— SOURCE EXTRACT —
= = = = = = =

Calls on the United States Congress to pass, and the
President to sign, H.R. 724 and S. 479, the Preventing Animal Cruelty Torture
Act, otherwise known as the PACT Act
Preconsidered Res. No. 977, sponsored by Council Member Robert Holden, would call on the United State Congress to pass, and the President to sign, H.R. 724 and S. 479, the Preventing Animal Cruelty Torture Act, otherwise known as the PACT Act. This federal legislation would revise and expand federal criminal provisions with respect to animal crushing, which is defined as actual conduct in which one or more living non-human mammals, birds, reptiles, or amphibians is purposely crushed, burned, drowned, suffocated, impaled, or otherwise subjected to serious bodily injury.

= = = = = = =

— TASK PROMPT —
Reproduce the stretch of the resolution text from "Calls on the" through "serious bodily injury." word for word. The listing that follows has nothing to do with the resolution text above.

— EXTRACTED RECORDS —

= = = = = = =

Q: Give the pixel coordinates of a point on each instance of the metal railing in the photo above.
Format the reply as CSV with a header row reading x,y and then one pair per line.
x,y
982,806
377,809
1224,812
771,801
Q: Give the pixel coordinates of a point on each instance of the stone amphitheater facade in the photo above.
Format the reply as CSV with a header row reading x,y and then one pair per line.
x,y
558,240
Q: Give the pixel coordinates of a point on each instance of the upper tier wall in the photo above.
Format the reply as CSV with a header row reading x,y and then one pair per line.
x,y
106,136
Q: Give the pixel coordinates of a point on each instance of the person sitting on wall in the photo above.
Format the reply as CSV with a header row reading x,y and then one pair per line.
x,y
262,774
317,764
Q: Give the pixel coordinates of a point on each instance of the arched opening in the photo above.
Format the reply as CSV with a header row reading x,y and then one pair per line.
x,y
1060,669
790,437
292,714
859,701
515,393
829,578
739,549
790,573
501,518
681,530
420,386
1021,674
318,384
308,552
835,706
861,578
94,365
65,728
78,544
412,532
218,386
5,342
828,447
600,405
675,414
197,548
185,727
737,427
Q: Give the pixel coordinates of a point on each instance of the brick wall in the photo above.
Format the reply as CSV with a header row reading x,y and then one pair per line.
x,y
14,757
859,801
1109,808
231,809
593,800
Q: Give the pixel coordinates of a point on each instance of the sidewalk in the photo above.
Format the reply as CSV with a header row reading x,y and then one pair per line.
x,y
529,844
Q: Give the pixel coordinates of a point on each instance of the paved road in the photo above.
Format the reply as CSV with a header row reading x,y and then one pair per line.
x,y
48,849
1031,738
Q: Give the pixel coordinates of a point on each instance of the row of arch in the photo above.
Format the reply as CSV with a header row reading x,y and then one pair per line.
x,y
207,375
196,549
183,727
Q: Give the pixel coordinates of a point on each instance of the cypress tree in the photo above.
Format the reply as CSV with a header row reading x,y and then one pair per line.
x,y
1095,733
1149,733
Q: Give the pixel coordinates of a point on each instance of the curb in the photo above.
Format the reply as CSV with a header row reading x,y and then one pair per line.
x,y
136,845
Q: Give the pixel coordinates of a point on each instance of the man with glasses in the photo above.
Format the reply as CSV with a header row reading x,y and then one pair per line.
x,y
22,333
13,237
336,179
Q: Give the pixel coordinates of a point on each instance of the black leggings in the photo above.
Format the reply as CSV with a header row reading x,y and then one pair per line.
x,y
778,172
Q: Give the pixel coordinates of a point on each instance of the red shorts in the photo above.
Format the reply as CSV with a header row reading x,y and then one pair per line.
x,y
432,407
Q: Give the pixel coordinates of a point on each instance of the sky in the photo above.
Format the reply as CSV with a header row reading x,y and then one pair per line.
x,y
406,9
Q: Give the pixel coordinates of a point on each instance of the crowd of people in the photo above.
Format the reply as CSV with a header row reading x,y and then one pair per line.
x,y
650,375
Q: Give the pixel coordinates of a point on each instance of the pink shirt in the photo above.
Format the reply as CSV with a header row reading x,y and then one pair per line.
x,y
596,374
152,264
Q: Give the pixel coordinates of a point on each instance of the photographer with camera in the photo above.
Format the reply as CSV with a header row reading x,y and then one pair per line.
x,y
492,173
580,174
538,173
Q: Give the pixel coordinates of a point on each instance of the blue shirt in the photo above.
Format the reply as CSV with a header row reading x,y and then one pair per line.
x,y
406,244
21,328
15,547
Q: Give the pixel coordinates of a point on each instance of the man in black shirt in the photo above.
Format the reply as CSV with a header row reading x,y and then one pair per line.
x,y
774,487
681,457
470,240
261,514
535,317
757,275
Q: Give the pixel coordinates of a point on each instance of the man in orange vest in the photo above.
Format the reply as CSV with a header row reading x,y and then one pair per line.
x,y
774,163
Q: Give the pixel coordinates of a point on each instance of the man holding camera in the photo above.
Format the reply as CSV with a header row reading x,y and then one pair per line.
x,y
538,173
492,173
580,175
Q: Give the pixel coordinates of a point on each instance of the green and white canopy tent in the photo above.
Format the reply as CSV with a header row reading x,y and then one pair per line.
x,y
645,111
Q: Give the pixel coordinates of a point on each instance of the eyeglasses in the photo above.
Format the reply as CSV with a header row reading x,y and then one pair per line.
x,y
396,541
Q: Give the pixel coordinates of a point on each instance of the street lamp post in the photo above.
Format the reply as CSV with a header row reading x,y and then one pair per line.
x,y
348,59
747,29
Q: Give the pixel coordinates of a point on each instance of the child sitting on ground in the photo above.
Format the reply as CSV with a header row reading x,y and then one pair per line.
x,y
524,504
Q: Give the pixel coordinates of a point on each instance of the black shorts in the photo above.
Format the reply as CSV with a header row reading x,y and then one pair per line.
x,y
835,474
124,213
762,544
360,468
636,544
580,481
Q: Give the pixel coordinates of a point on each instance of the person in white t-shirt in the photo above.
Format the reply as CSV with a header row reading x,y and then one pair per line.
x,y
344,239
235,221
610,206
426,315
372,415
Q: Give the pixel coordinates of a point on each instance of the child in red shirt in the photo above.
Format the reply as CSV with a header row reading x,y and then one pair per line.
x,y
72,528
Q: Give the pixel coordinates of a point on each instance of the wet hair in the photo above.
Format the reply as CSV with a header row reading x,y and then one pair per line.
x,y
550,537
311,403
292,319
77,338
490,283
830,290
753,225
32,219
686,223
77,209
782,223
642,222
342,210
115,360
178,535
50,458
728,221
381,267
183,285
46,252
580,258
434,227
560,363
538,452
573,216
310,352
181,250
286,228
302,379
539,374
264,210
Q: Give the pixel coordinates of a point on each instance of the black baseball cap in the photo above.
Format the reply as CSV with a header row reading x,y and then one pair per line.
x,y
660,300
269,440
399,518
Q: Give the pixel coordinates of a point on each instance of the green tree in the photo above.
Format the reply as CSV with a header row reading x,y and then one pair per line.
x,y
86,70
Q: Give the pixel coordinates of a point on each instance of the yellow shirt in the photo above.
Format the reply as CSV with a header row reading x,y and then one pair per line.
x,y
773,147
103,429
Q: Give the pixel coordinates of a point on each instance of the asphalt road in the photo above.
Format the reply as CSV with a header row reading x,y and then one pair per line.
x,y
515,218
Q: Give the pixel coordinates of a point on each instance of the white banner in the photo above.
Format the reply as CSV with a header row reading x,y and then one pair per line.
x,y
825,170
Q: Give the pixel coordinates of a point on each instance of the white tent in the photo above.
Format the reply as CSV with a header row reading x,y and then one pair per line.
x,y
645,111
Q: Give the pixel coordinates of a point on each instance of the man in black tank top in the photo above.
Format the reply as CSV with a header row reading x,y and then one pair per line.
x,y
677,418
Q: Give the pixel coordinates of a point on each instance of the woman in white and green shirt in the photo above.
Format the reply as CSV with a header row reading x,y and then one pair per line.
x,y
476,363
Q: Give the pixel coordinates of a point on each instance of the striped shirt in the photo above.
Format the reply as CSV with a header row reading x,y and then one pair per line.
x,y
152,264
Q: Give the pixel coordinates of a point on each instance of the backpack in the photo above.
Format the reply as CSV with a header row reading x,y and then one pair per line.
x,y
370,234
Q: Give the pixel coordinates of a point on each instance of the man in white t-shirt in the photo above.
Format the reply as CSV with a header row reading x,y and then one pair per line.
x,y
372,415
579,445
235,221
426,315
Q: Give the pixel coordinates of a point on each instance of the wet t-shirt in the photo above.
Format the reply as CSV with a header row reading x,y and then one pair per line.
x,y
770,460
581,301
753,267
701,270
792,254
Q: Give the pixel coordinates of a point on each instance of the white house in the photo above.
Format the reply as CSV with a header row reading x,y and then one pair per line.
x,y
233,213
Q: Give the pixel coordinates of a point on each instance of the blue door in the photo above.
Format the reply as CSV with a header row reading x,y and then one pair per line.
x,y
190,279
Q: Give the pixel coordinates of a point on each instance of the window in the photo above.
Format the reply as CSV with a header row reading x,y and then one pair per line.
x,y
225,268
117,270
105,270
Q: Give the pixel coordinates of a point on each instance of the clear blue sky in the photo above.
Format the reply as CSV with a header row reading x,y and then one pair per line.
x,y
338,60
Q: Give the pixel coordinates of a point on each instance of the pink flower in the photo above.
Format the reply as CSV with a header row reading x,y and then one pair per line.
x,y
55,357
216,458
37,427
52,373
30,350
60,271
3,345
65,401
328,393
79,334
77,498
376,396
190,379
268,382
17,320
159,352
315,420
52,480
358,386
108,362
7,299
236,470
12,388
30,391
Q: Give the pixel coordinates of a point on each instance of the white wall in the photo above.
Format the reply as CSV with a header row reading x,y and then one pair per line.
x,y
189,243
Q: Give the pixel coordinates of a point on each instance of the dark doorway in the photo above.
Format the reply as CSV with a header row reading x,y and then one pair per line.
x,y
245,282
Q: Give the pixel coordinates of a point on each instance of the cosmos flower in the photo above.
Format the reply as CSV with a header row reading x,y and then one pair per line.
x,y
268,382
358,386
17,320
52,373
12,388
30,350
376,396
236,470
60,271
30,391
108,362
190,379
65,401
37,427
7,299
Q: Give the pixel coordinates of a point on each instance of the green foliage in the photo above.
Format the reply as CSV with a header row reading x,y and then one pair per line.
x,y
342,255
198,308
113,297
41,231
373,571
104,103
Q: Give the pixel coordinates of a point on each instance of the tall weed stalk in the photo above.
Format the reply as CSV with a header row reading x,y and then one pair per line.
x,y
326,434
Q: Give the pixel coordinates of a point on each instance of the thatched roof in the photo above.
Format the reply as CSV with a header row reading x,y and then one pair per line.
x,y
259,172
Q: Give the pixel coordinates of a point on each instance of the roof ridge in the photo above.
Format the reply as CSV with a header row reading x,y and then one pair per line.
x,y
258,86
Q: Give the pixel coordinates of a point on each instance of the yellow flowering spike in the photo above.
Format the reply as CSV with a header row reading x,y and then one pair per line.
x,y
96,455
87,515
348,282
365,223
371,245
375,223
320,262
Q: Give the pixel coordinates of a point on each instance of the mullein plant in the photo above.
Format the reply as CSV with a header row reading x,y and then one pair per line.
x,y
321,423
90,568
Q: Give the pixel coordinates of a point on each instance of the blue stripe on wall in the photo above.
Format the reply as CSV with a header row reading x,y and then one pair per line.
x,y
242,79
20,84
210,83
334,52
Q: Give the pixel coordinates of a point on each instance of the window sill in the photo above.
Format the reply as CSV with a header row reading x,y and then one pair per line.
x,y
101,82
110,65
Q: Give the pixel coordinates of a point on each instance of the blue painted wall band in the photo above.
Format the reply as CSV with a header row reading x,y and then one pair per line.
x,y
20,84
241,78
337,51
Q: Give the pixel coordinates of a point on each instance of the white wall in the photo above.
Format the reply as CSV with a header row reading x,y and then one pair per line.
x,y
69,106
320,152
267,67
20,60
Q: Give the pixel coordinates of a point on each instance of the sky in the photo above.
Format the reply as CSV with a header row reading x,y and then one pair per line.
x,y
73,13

= = = = = = =

— TASK ANSWER —
Calls on the United States Congress to pass, and the
President to sign, H.R. 724 and S. 479, the Preventing Animal Cruelty Torture
Act, otherwise known as the PACT Act
Preconsidered Res. No. 977, sponsored by Council Member Robert Holden, would call on the United State Congress to pass, and the President to sign, H.R. 724 and S. 479, the Preventing Animal Cruelty Torture Act, otherwise known as the PACT Act. This federal legislation would revise and expand federal criminal provisions with respect to animal crushing, which is defined as actual conduct in which one or more living non-human mammals, birds, reptiles, or amphibians is purposely crushed, burned, drowned, suffocated, impaled, or otherwise subjected to serious bodily injury.